### Directions
Pick out every line in the rows below that contains the string "side", matching case exactly, and copy each such line.

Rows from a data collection
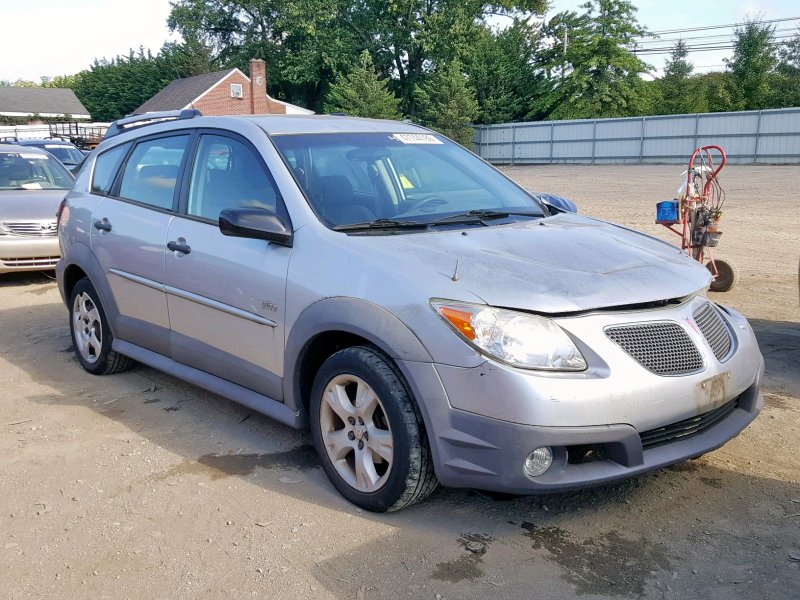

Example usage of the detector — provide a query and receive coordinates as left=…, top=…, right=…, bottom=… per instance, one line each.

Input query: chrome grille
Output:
left=0, top=256, right=59, bottom=269
left=605, top=321, right=703, bottom=375
left=3, top=220, right=58, bottom=237
left=694, top=302, right=733, bottom=362
left=639, top=398, right=739, bottom=450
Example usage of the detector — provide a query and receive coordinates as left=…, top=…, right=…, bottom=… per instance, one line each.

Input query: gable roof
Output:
left=133, top=69, right=238, bottom=114
left=0, top=86, right=89, bottom=118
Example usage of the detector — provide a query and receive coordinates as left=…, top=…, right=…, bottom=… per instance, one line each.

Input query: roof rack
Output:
left=103, top=108, right=203, bottom=140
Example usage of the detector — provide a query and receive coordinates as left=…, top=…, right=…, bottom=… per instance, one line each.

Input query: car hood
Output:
left=351, top=214, right=711, bottom=314
left=0, top=190, right=69, bottom=221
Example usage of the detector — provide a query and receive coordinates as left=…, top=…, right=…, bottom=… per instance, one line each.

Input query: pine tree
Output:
left=414, top=61, right=478, bottom=148
left=546, top=0, right=652, bottom=119
left=325, top=50, right=401, bottom=119
left=725, top=20, right=778, bottom=110
left=658, top=40, right=708, bottom=115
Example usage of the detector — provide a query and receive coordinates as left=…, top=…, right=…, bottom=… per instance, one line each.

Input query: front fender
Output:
left=283, top=296, right=433, bottom=410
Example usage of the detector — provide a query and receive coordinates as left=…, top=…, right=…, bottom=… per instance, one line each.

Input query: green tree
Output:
left=169, top=0, right=546, bottom=114
left=770, top=30, right=800, bottom=108
left=325, top=50, right=401, bottom=119
left=41, top=73, right=81, bottom=90
left=414, top=61, right=478, bottom=148
left=545, top=0, right=652, bottom=119
left=0, top=79, right=40, bottom=87
left=464, top=19, right=549, bottom=123
left=725, top=19, right=778, bottom=110
left=73, top=41, right=217, bottom=121
left=695, top=71, right=741, bottom=112
left=656, top=40, right=708, bottom=115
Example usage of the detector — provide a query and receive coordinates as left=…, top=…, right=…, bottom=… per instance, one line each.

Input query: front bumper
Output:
left=401, top=300, right=764, bottom=494
left=0, top=236, right=61, bottom=273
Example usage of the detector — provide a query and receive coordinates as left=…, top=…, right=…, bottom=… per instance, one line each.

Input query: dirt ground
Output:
left=0, top=166, right=800, bottom=600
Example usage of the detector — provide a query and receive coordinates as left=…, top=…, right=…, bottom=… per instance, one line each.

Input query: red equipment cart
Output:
left=656, top=146, right=739, bottom=292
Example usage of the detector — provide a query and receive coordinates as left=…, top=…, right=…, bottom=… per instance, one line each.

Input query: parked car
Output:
left=15, top=138, right=86, bottom=173
left=0, top=144, right=75, bottom=274
left=57, top=111, right=763, bottom=511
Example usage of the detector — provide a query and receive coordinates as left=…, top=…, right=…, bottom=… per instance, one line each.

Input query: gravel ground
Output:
left=0, top=165, right=800, bottom=600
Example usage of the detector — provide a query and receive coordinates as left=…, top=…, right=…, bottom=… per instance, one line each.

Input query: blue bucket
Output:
left=656, top=200, right=680, bottom=225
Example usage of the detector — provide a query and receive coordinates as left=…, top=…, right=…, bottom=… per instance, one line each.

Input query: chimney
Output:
left=250, top=58, right=269, bottom=115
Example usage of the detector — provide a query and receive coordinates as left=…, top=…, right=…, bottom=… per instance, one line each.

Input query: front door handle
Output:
left=167, top=242, right=192, bottom=254
left=94, top=217, right=111, bottom=231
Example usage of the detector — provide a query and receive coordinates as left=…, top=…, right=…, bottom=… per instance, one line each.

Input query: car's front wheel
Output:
left=69, top=277, right=132, bottom=375
left=311, top=346, right=437, bottom=512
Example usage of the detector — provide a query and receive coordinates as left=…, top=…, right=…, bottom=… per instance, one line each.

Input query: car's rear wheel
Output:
left=311, top=346, right=437, bottom=512
left=69, top=277, right=132, bottom=375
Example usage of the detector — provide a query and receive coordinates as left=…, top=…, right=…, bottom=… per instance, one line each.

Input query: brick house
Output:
left=133, top=59, right=313, bottom=115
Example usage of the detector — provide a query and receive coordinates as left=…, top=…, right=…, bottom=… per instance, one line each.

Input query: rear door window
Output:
left=119, top=135, right=190, bottom=210
left=186, top=134, right=283, bottom=221
left=92, top=144, right=131, bottom=196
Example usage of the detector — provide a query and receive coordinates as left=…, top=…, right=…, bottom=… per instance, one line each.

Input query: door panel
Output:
left=91, top=198, right=172, bottom=355
left=166, top=131, right=291, bottom=400
left=165, top=217, right=291, bottom=400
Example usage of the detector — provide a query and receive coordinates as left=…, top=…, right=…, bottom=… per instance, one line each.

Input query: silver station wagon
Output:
left=57, top=111, right=763, bottom=511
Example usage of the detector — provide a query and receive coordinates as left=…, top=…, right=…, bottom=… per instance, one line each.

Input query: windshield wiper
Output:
left=434, top=209, right=544, bottom=223
left=333, top=219, right=431, bottom=231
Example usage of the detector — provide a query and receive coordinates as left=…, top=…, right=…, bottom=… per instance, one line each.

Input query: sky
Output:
left=0, top=0, right=800, bottom=82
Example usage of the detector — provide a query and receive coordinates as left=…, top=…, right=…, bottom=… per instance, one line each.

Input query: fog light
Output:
left=522, top=447, right=553, bottom=477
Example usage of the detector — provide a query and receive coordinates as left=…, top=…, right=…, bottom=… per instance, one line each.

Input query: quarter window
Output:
left=119, top=135, right=189, bottom=209
left=187, top=135, right=282, bottom=221
left=92, top=144, right=131, bottom=196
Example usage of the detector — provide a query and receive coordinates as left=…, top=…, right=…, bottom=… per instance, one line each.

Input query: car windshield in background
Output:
left=41, top=144, right=84, bottom=166
left=0, top=150, right=74, bottom=190
left=272, top=133, right=544, bottom=233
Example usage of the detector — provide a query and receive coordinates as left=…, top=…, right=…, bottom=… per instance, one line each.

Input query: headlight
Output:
left=431, top=300, right=586, bottom=371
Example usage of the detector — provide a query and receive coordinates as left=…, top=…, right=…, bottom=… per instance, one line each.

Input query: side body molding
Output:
left=283, top=296, right=433, bottom=412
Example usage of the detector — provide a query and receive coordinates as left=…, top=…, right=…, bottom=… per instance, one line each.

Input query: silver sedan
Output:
left=0, top=144, right=74, bottom=274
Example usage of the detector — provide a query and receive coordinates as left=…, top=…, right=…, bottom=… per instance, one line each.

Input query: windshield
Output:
left=43, top=144, right=83, bottom=165
left=0, top=150, right=74, bottom=190
left=272, top=133, right=544, bottom=232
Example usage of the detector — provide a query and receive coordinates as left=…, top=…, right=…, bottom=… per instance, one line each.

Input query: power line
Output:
left=631, top=42, right=789, bottom=56
left=642, top=17, right=800, bottom=38
left=636, top=28, right=800, bottom=45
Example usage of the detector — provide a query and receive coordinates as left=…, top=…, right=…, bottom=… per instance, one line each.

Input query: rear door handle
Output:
left=94, top=217, right=111, bottom=231
left=167, top=242, right=192, bottom=254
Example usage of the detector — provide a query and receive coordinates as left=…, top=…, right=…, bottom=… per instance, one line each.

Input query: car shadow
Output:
left=750, top=319, right=800, bottom=398
left=0, top=302, right=798, bottom=598
left=0, top=271, right=56, bottom=288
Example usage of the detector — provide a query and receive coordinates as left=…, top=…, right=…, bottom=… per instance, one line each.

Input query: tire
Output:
left=69, top=277, right=133, bottom=375
left=706, top=260, right=739, bottom=292
left=310, top=346, right=437, bottom=512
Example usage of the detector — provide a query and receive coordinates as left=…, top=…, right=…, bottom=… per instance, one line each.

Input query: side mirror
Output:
left=219, top=208, right=293, bottom=248
left=528, top=191, right=578, bottom=213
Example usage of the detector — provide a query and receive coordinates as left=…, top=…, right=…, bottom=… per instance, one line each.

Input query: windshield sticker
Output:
left=391, top=133, right=444, bottom=144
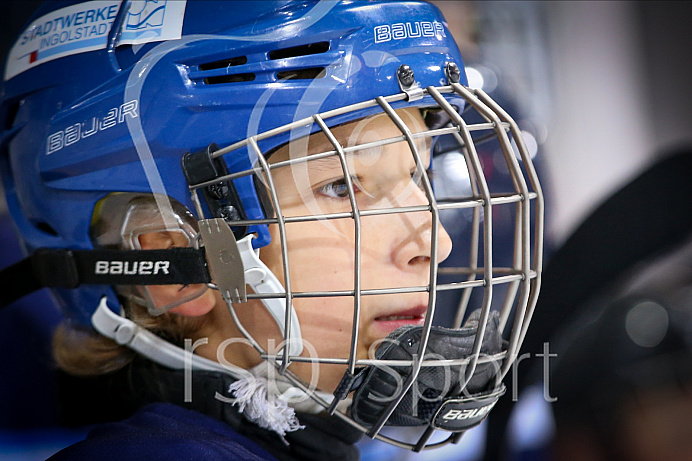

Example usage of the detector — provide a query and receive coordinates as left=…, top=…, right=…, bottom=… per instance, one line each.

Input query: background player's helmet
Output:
left=0, top=0, right=543, bottom=449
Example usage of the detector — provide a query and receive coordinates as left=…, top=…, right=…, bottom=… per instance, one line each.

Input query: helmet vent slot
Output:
left=276, top=67, right=327, bottom=80
left=35, top=221, right=59, bottom=236
left=269, top=42, right=329, bottom=61
left=199, top=56, right=247, bottom=70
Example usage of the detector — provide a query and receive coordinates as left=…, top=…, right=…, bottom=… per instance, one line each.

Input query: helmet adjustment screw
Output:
left=219, top=205, right=240, bottom=221
left=396, top=64, right=416, bottom=87
left=207, top=183, right=229, bottom=200
left=445, top=62, right=461, bottom=83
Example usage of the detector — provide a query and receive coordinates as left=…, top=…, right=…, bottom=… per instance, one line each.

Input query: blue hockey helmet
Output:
left=0, top=0, right=542, bottom=449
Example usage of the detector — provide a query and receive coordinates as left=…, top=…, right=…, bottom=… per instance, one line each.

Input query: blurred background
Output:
left=0, top=0, right=692, bottom=460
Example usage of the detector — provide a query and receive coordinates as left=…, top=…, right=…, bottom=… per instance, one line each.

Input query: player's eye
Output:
left=316, top=178, right=360, bottom=199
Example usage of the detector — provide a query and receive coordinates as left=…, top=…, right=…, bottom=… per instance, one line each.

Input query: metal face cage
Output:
left=188, top=83, right=544, bottom=451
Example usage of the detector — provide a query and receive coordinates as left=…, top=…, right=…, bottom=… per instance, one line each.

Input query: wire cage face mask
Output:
left=183, top=84, right=543, bottom=451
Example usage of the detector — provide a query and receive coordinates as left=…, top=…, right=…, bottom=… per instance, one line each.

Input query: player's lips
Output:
left=374, top=305, right=428, bottom=333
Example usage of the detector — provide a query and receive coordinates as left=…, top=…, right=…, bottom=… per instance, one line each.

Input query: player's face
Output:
left=241, top=109, right=452, bottom=391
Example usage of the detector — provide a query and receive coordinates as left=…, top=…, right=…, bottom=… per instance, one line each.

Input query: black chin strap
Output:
left=0, top=248, right=211, bottom=308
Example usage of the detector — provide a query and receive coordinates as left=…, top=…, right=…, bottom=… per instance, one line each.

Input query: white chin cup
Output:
left=237, top=234, right=303, bottom=357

### Response for this exercise
Input query: side body molding
Input query: side mirror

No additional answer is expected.